▶ EXERCISE AIM
When a picture appears among the records, leave it out, and copy all else exactly.

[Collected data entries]

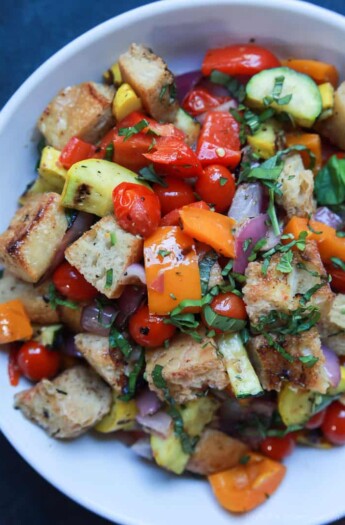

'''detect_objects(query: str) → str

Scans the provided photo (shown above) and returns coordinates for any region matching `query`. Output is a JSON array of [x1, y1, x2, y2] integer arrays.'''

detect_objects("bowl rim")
[[1, 1, 345, 524]]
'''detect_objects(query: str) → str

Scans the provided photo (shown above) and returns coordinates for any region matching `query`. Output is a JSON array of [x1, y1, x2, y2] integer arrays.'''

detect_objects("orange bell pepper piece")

▶ EXERCISE ANSWER
'''detect_objects(query: str) → str

Scans the provided photo (shown above) and returns coordinates for any region matching `query`. Output is a JSON array of [x1, y1, x2, y2] integer arrays.'''

detect_objects("bowl rim")
[[1, 1, 345, 524]]
'''detect_objects(query: str) → str

Scans the provided photo (shown above) and returns coordinates for any region matching `query`. Output is a JSON array of [x1, y1, x2, y2] integer arrays.'''

detect_objects("orange bell pepper piece")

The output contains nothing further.